**PAGE EXCERPT**

#####

Hubert Rudolf Georg Schwyzer, Professor Emeritus of Philosophy at the University of California, Santa Barbara, died of stomach cancer on June 22, 2006.

 

Hubert was born in Vienna, Austria, on March 16, 1935, to Dr. Georg Clemens Schwyzer, a physician, and Elisabeth Schuh Schwyzer. The family was forced to flee Austria in 1938, nine months after the Anschluss. Hubert grew up in England and attended a Jesuit boarding school before joining the Royal Air Force, where he served from 1953 to 1955. He went on to study at Reading University, where he graduated with a degree in philosophy in 1958. In 1959 he came to the United States for graduate study at the University of California at Berkeley, earning his doctorate in 1968. He taught philosophy at the University of Alberta, Canada, for two years from 1963 to 1965, and then at UC Santa Barbara for 37 years from 1965 until his retirement in 2002. At UCSB he served three separate terms as Department Chair and was active for many years in the University’s Education Abroad Program.

 

Hubert’s work centered on Kant and Wittgenstein and sought to examine and make accessible their insights into the nature of the relationship between thought and reality. He published many articles in the leading journals of our profession. His principle work, The Unity of Understanding: A Study in Kantian Problems, was published in 1990 by Clarendon Press-Oxford. In this work, Hubert examines Kant's theory of the understanding – a theory, he argues, that is underpinned by three theses: (1) The human understanding is autonomous, in the sense that it grasps objects by means of concepts that arise spontaneously from the understanding itself (rather than from the understanding's mirroring of its objects); yet (2) the objects grasped by the understanding are precisely those we perceive by our senses; further, (3) in its functioning, the understanding must follow rules – rules that are not private or subjective, but rather are what make it possible for us to communicate with one another by language.

#####

**DATA LISTING**
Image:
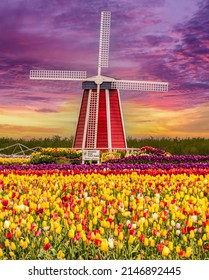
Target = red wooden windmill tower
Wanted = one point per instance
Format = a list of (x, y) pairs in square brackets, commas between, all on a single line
[(100, 122)]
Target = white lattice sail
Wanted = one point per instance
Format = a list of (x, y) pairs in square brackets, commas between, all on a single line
[(104, 39), (57, 75), (140, 85)]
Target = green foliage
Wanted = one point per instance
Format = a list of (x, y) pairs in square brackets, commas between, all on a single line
[(53, 142), (57, 155), (176, 146)]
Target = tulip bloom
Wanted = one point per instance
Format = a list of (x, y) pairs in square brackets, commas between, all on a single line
[(165, 251)]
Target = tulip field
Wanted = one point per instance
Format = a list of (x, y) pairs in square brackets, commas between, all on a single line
[(141, 207)]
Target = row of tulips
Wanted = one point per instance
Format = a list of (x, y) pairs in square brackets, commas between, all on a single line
[(103, 215)]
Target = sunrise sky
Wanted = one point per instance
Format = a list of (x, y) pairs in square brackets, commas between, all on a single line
[(154, 40)]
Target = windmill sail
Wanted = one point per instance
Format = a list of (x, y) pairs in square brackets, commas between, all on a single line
[(104, 41), (57, 75), (139, 85), (100, 123)]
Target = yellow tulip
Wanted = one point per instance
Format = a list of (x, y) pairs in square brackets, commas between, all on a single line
[(146, 241), (204, 237), (104, 246), (191, 234), (131, 239), (199, 242), (178, 249), (6, 243), (188, 252), (121, 236)]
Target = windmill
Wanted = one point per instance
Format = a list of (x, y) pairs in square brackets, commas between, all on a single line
[(100, 122)]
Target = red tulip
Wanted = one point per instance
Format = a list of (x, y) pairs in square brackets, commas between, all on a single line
[(46, 246)]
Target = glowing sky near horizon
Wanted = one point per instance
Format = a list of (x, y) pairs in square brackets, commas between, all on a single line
[(162, 40)]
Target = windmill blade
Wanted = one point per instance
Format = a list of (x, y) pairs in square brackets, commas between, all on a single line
[(57, 75), (139, 85), (104, 40)]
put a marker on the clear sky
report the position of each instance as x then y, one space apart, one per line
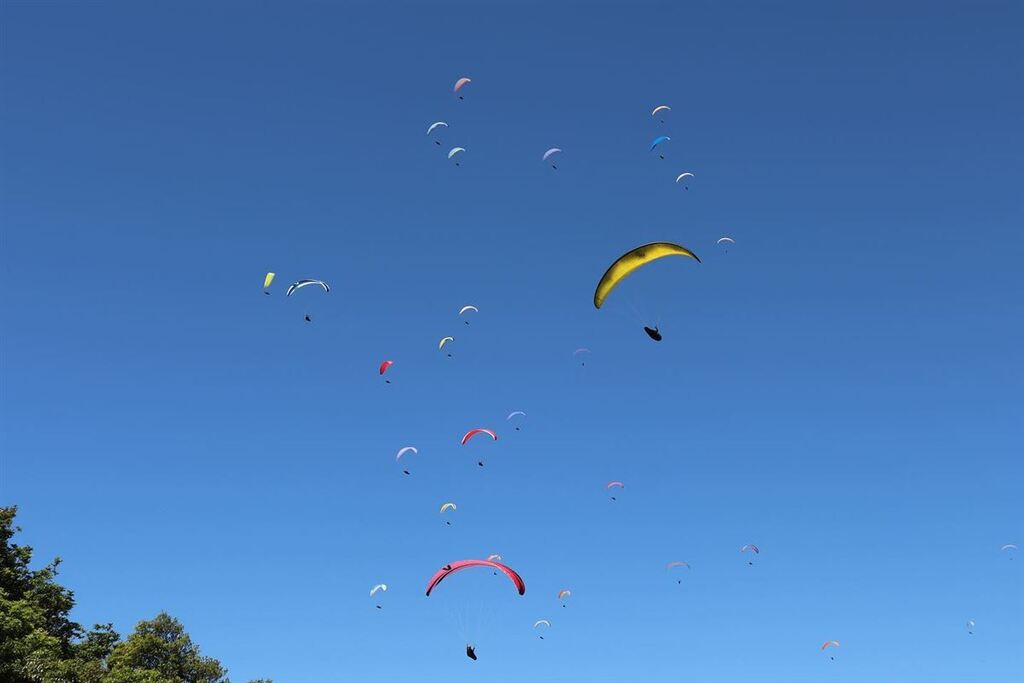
842 387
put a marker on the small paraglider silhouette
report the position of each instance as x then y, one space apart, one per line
656 142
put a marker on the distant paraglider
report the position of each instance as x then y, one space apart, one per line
549 154
402 452
434 126
460 84
467 308
659 109
473 432
376 589
294 287
443 341
672 565
444 508
658 141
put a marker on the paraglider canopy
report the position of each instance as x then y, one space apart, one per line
473 432
448 569
633 259
305 283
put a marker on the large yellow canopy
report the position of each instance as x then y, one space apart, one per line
632 260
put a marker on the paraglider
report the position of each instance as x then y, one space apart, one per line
294 287
657 141
455 151
402 452
375 589
660 108
673 565
462 82
633 259
473 432
468 307
548 154
653 333
443 341
451 568
435 125
444 508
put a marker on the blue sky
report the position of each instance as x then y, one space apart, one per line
843 387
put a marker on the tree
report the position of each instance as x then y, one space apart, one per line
39 642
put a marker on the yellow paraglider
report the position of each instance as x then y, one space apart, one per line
632 260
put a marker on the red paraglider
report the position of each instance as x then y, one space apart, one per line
473 432
462 564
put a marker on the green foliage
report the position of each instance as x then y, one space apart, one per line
39 642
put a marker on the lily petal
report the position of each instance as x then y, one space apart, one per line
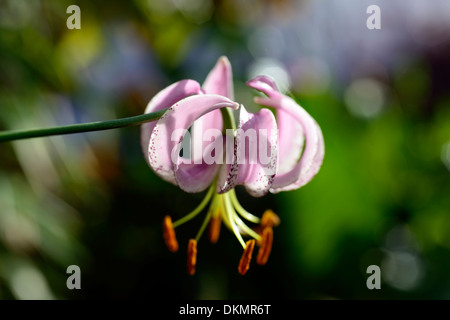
311 160
168 134
164 99
220 79
291 136
255 154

#####

**INSTRUCTIONS FOR THE TASK**
In the text about Hubert Schwyzer, what year did he earn his doctorate from the University of California at Berkeley? The rows were taken from a different source than the text.

**WRITTEN REPLY**
He earned his doctorate in 1968.